## Begin Quoted passage
The memo was prepared in connection with a previously unknown high-level Justice Department meeting in which representatives of key law-enforcement agencies on the front lines of the border wars were summoned to discuss a new approach to combating border violence, according to government officials familiar with the document.

Within days, the memo from Ogden's office was being distributed inside the ATF office in Phoenix, where supervisors quickly launched Operation Fast and Furious.

Government officials confirmed the memo's contents and the discussions about broadening the border strategy beyond interdiction but insisted the memo provided no specific guidance authorizing the specific tactics of letting the guns "walk." Attorney General Eric Holder has said he did not know about those tactics at the time and has asked the department's internal watchdog, the inspector general, to investigate what happened.
## End Quoted passage
The tasks:
1/ Rewrite the stretch of the passage on the Justice Department memo from "Within days, the" through "investigate what happened.", using "promptly" in place of "quickly".
2/ State only the number of lines in the listing that contain the string "below".
## Begin Exercise input
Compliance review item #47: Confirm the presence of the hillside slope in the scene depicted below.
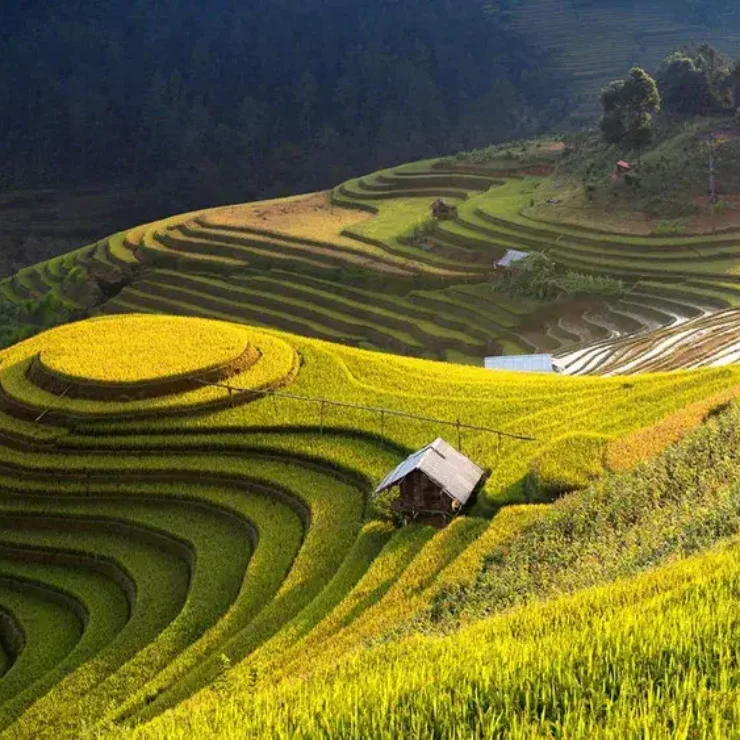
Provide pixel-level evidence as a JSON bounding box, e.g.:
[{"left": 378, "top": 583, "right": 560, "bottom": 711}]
[
  {"left": 511, "top": 0, "right": 740, "bottom": 122},
  {"left": 7, "top": 140, "right": 740, "bottom": 373},
  {"left": 0, "top": 315, "right": 740, "bottom": 738}
]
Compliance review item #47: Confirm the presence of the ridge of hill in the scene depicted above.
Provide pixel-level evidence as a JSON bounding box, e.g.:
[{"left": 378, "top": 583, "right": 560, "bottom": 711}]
[
  {"left": 7, "top": 133, "right": 740, "bottom": 373},
  {"left": 510, "top": 0, "right": 740, "bottom": 123}
]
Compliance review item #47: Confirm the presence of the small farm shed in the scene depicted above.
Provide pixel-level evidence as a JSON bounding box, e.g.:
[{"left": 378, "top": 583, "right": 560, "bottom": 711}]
[
  {"left": 485, "top": 355, "right": 559, "bottom": 373},
  {"left": 375, "top": 437, "right": 485, "bottom": 520},
  {"left": 493, "top": 249, "right": 529, "bottom": 270}
]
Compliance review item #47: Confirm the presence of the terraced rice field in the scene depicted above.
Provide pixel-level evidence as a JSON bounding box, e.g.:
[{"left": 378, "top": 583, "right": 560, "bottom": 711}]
[{"left": 0, "top": 314, "right": 740, "bottom": 738}]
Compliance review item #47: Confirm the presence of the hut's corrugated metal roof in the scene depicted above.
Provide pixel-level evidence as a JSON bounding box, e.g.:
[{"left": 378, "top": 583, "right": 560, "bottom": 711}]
[
  {"left": 375, "top": 437, "right": 484, "bottom": 504},
  {"left": 485, "top": 355, "right": 555, "bottom": 373},
  {"left": 496, "top": 249, "right": 529, "bottom": 267}
]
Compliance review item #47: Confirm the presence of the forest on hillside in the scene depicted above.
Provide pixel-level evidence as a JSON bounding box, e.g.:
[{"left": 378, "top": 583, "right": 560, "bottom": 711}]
[{"left": 0, "top": 0, "right": 567, "bottom": 209}]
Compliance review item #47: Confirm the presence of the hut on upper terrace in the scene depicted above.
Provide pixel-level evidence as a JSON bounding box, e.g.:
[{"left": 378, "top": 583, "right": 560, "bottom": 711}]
[{"left": 375, "top": 437, "right": 485, "bottom": 523}]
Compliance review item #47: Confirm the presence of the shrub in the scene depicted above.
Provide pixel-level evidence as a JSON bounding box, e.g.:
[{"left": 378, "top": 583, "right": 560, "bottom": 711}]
[{"left": 527, "top": 434, "right": 609, "bottom": 499}]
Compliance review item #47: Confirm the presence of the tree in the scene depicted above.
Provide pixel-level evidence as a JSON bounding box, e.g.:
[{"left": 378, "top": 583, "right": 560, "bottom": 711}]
[
  {"left": 729, "top": 57, "right": 740, "bottom": 109},
  {"left": 657, "top": 44, "right": 734, "bottom": 116},
  {"left": 658, "top": 51, "right": 712, "bottom": 116},
  {"left": 601, "top": 67, "right": 660, "bottom": 149}
]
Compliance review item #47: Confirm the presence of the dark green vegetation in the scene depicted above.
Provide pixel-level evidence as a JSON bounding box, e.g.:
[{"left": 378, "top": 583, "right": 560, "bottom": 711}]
[
  {"left": 0, "top": 0, "right": 740, "bottom": 286},
  {"left": 8, "top": 131, "right": 740, "bottom": 370}
]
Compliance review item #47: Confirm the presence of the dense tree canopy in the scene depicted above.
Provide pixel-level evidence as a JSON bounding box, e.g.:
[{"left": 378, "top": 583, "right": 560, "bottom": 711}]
[
  {"left": 0, "top": 0, "right": 565, "bottom": 208},
  {"left": 601, "top": 67, "right": 660, "bottom": 149}
]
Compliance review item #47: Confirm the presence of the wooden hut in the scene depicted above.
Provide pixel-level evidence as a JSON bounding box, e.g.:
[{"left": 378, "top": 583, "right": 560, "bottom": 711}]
[
  {"left": 432, "top": 198, "right": 457, "bottom": 220},
  {"left": 375, "top": 437, "right": 484, "bottom": 521}
]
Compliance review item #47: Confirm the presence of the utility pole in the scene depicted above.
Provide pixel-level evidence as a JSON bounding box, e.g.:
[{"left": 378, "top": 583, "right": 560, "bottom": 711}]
[{"left": 709, "top": 134, "right": 717, "bottom": 203}]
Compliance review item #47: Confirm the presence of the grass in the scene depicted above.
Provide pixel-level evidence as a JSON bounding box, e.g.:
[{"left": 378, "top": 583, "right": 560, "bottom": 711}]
[
  {"left": 0, "top": 310, "right": 737, "bottom": 738},
  {"left": 127, "top": 408, "right": 740, "bottom": 737}
]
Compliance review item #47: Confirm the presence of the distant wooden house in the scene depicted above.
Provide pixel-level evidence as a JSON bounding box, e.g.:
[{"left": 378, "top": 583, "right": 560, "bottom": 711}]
[
  {"left": 432, "top": 198, "right": 457, "bottom": 220},
  {"left": 375, "top": 437, "right": 485, "bottom": 522}
]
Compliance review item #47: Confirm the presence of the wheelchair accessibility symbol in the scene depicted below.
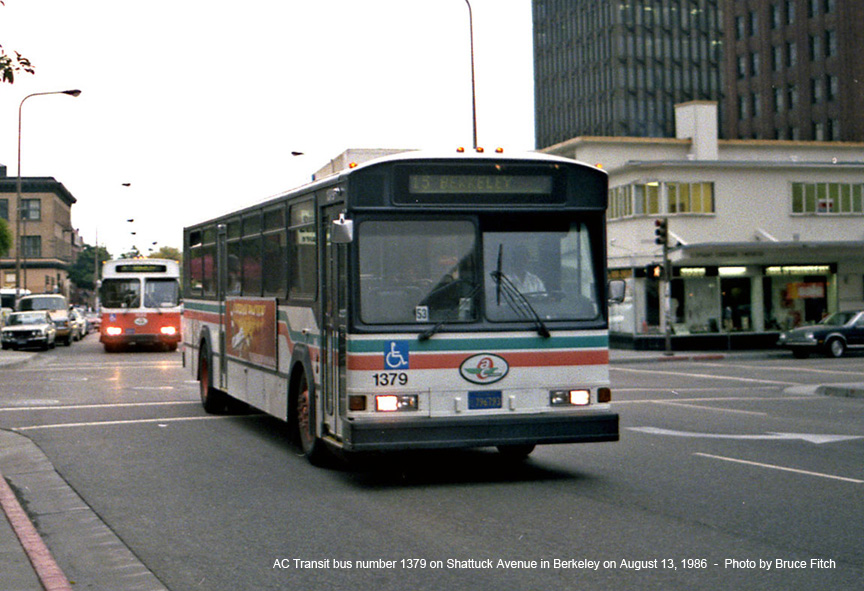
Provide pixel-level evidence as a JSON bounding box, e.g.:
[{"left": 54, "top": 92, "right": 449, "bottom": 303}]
[{"left": 384, "top": 341, "right": 408, "bottom": 369}]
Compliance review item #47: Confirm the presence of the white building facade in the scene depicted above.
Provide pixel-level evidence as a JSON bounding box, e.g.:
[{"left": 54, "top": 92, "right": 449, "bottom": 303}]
[{"left": 543, "top": 102, "right": 864, "bottom": 349}]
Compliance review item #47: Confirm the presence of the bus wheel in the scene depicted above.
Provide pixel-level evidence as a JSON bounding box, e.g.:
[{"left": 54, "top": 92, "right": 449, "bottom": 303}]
[
  {"left": 198, "top": 348, "right": 228, "bottom": 414},
  {"left": 294, "top": 374, "right": 323, "bottom": 464},
  {"left": 498, "top": 443, "right": 535, "bottom": 460}
]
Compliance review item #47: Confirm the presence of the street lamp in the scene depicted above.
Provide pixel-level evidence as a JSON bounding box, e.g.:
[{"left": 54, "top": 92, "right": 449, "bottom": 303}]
[
  {"left": 465, "top": 0, "right": 477, "bottom": 150},
  {"left": 15, "top": 89, "right": 81, "bottom": 296}
]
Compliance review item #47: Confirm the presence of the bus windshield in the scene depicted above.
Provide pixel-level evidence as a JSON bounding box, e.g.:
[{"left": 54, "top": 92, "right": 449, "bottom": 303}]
[
  {"left": 144, "top": 279, "right": 180, "bottom": 308},
  {"left": 359, "top": 220, "right": 600, "bottom": 324},
  {"left": 360, "top": 220, "right": 479, "bottom": 324},
  {"left": 99, "top": 279, "right": 141, "bottom": 308}
]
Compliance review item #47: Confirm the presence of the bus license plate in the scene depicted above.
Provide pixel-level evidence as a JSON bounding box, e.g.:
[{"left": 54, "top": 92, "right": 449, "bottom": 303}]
[{"left": 468, "top": 390, "right": 501, "bottom": 410}]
## End Exercise input
Solved problems:
1/
Within days, the memo from Ogden's office was being distributed inside the ATF office in Phoenix, where supervisors promptly launched Operation Fast and Furious.

Government officials confirmed the memo's contents and the discussions about broadening the border strategy beyond interdiction but insisted the memo provided no specific guidance authorizing the specific tactics of letting the guns "walk." Attorney General Eric Holder has said he did not know about those tactics at the time and has asked the department's internal watchdog, the inspector general, to investigate what happened.

2/ 2